### [Work order]
Since only part of the material is needed, please repeat exactly the line that includes "Query: white water stream" and every line after it, up to the last.

*** Material provided ***

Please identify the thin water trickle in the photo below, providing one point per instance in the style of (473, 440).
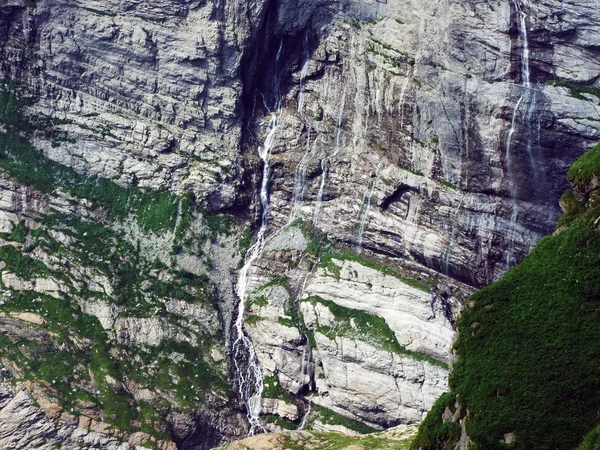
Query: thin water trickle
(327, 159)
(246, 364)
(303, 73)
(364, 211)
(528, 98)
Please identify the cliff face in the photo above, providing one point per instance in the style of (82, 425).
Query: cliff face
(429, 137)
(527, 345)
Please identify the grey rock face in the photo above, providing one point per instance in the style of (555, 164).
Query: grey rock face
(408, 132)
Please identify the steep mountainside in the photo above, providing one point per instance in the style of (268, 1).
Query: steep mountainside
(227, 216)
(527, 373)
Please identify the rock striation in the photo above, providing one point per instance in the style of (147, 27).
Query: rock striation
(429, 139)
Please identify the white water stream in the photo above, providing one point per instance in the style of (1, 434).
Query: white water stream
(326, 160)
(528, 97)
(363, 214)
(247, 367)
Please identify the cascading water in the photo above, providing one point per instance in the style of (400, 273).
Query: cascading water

*** End of Material provided ***

### [Your response]
Query: white water stream
(326, 160)
(528, 97)
(363, 214)
(247, 367)
Please identify the cascading water in the photo above, providing one point per instance in the style of (400, 273).
Query: cascading water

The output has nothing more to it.